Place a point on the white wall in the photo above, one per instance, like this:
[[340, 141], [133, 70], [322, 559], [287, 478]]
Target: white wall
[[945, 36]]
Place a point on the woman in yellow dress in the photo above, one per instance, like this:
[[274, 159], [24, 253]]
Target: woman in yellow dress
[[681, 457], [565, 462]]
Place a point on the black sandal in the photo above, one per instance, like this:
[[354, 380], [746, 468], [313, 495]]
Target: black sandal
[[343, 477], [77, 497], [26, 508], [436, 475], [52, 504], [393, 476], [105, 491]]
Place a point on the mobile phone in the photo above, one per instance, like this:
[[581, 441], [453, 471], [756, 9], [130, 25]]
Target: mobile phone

▶ _REQUIRED TASK_: Rewrite all the items above so that every "one per instance" becomes "one per object", with nothing else altered.

▶ _REPLY_:
Place a point on the white wall in the photo above, one per object, like this:
[[340, 141], [133, 70], [322, 559], [287, 478]]
Target: white wall
[[945, 36]]
Place a point on the woman in yellow dress in the photo above, one per object, like this:
[[274, 159], [24, 253]]
Target: woman in yellow dress
[[681, 457], [565, 462]]
Place a point on the black sandal in the photo above, one per object, like this:
[[354, 380], [746, 468], [313, 495]]
Target: black sandal
[[343, 477], [77, 497], [26, 508], [436, 475], [52, 504], [393, 476], [105, 491]]
Place a point on the mobile phone in the photo above, one per object, like this:
[[581, 441], [453, 471], [756, 9], [130, 25]]
Target: mobile phone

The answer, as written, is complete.